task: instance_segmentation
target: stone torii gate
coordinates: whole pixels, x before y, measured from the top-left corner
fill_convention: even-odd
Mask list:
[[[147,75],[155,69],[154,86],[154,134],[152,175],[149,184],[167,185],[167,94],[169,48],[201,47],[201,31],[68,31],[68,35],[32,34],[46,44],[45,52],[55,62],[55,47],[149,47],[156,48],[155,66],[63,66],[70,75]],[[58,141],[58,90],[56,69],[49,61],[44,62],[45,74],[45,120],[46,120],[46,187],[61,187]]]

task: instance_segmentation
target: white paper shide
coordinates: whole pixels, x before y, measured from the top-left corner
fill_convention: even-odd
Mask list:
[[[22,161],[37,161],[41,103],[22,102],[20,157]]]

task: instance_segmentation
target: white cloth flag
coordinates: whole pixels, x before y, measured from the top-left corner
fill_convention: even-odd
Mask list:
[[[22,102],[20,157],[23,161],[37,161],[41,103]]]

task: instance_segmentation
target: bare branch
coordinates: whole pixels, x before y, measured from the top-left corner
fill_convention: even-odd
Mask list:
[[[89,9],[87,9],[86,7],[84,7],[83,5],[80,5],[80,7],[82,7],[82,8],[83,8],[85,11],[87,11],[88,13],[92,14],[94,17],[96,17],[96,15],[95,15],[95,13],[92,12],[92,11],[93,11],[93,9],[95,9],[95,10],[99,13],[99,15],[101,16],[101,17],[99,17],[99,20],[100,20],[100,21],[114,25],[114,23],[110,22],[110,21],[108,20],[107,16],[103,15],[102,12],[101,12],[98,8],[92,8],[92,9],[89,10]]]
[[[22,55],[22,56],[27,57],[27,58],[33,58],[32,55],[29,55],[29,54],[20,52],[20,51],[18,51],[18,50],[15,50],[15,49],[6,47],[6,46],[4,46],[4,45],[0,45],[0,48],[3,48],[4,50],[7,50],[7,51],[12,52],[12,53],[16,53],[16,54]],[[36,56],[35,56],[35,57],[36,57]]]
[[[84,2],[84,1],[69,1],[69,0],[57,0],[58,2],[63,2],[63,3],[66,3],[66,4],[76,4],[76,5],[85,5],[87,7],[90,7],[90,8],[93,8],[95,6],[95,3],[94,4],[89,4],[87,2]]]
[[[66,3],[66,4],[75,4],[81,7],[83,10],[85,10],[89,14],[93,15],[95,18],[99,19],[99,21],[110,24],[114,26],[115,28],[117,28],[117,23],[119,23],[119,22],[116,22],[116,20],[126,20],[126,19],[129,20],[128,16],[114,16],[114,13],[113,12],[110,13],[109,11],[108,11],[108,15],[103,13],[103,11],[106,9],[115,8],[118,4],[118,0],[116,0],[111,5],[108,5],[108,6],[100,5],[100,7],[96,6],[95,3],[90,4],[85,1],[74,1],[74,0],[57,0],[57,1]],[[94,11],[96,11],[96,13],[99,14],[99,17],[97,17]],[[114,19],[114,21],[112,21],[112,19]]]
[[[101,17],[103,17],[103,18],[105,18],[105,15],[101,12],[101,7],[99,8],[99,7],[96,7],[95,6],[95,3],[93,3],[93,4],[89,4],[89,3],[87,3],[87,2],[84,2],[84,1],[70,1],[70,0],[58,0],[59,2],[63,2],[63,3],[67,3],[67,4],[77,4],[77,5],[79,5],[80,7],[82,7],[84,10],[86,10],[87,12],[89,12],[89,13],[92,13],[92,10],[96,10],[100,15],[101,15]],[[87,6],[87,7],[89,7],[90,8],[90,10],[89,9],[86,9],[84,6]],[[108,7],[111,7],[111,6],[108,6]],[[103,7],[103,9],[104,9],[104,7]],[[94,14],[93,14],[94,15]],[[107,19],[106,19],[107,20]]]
+-------+
Gather every line from the entries above where the word "white" appears, and copy them.

_Output_:
target: white paper shide
target: white cloth flag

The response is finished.